__Texte cité__:
Le fong-choueï d'un lieu se base sur un environnement complet et perceptible. Déjà, la moindre transformation du champ de visibilité de l'emplacement, l'abattage d'un arbre ou l'érection d'un réverbère peut porter préjudice au fong choueï du lieu. Toutes sortes de lignes droites qui, soit affluent vers l'emplacement, soit le croisent désavantageusement sont ici dépendantes de l'influx néfaste ou cha. Ce sont surtout les chemins, les canaux, les lignes de cou rant ou les courbes des toitures. Même les objets élevés, comme les tours ou les cheminées, qui dépassent les autres bâtiments peuvent produire le cha. La cause d'un influx néfaste ne se laisse point dissiper, cependant on peut s'en protéger en disposant un paravent. En effet, ce qui ne peut être aperçu de dehors ne peut recevoir d'influence malheureuse.
Une autre possibilité est de réfléchir l'influx néfaste au moyen d'un miroir qui normalement est entouré des huit trigrammes, ou pa-koua [八卦] du Yi-king [易經] (te Livre des Mutations). Il peut l'être de huit plaquettes octogonales en bois sur lesquelles sont peints les huit trigrammes. En particulier, avec la physionomie constamment en transformation des villes d'aujourd'hui où les lignes droites et les hauts édifices ne peuvent plus s'éviter, on trouve fréquemment dans les maisons des miroirs du fong choueï.

__Tâches à faire__:
1 - Reproduisez le passage du texte cité compris entre « Une autre possibilité » et « du fong choueï. », bornes incluses.
2 - Exprimez en CSV à deux colonnes, « enonce » et « reponse », les enregistrements situés entre la ligne qui contient « Point to the paved » et celle qui contient « x=757, y=534 », incluses. Faites une ligne par énoncé avec sa réponse, mettez chaque champ entre guillemets et remplacez les retours à la ligne par des espaces.

__Données fournies__:
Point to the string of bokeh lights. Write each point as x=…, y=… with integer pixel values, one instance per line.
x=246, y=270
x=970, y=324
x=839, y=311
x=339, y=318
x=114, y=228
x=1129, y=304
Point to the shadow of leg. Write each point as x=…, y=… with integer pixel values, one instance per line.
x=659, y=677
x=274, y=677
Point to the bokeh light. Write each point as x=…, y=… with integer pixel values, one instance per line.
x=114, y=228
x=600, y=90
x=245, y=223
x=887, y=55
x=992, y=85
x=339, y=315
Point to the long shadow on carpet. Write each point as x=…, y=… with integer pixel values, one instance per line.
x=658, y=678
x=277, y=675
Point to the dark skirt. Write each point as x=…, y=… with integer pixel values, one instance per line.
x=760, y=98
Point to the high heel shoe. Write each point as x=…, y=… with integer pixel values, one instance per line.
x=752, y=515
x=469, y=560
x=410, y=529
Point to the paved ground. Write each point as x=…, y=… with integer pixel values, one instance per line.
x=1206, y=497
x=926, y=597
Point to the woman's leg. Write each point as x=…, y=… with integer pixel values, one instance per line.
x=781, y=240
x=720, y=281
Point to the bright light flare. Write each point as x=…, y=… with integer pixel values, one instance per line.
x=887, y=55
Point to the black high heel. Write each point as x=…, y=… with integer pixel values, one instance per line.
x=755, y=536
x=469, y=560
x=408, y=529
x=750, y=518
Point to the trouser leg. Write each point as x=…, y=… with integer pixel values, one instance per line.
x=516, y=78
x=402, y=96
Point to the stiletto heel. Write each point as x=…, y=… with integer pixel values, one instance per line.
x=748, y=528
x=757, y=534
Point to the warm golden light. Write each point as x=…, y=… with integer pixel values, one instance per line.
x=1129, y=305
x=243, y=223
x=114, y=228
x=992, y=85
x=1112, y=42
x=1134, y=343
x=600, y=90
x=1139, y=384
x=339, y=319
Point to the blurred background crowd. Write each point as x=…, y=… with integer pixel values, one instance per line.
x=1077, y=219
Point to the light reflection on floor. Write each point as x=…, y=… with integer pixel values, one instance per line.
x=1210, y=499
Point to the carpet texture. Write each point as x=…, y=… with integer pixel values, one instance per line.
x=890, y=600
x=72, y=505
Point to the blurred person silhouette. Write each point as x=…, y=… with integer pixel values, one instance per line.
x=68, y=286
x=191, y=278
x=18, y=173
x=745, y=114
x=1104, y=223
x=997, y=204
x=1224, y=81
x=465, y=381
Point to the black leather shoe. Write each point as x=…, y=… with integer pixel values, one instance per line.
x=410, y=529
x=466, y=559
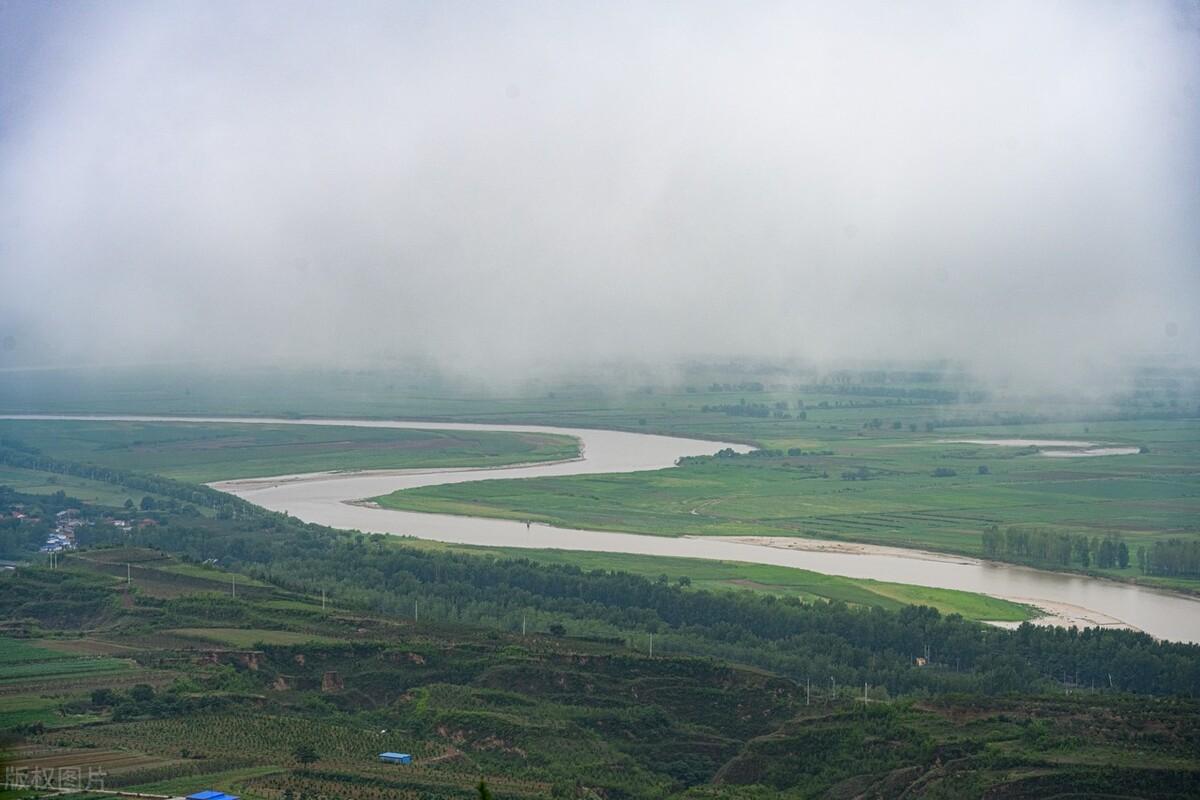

__Réponses__:
1 -
Une autre possibilité est de réfléchir l'influx néfaste au moyen d'un miroir qui normalement est entouré des huit trigrammes, ou pa-koua [八卦] du Yi-king [易經] (te Livre des Mutations). Il peut l'être de huit plaquettes octogonales en bois sur lesquelles sont peints les huit trigrammes. En particulier, avec la physionomie constamment en transformation des villes d'aujourd'hui où les lignes droites et les hauts édifices ne peuvent plus s'éviter, on trouve fréquemment dans les maisons des miroirs du fong choueï.

2 -
enonce,reponse
"Point to the paved ground. Write each point as x=…, y=… with integer pixel values, one instance per line.","x=1206, y=497 x=926, y=597"
"Point to the woman's leg. Write each point as x=…, y=… with integer pixel values, one instance per line.","x=781, y=240 x=720, y=281"
"Point to the bright light flare. Write each point as x=…, y=… with integer pixel values, one instance per line.","x=887, y=55"
"Point to the black high heel. Write each point as x=…, y=… with integer pixel values, one instance per line.","x=755, y=536 x=469, y=560 x=408, y=529 x=750, y=518"
"Point to the trouser leg. Write each point as x=…, y=… with integer pixel values, one instance per line.","x=516, y=78 x=402, y=96"
"Point to the stiletto heel. Write each point as x=…, y=… with integer pixel values, one instance per line.","x=748, y=528 x=757, y=534"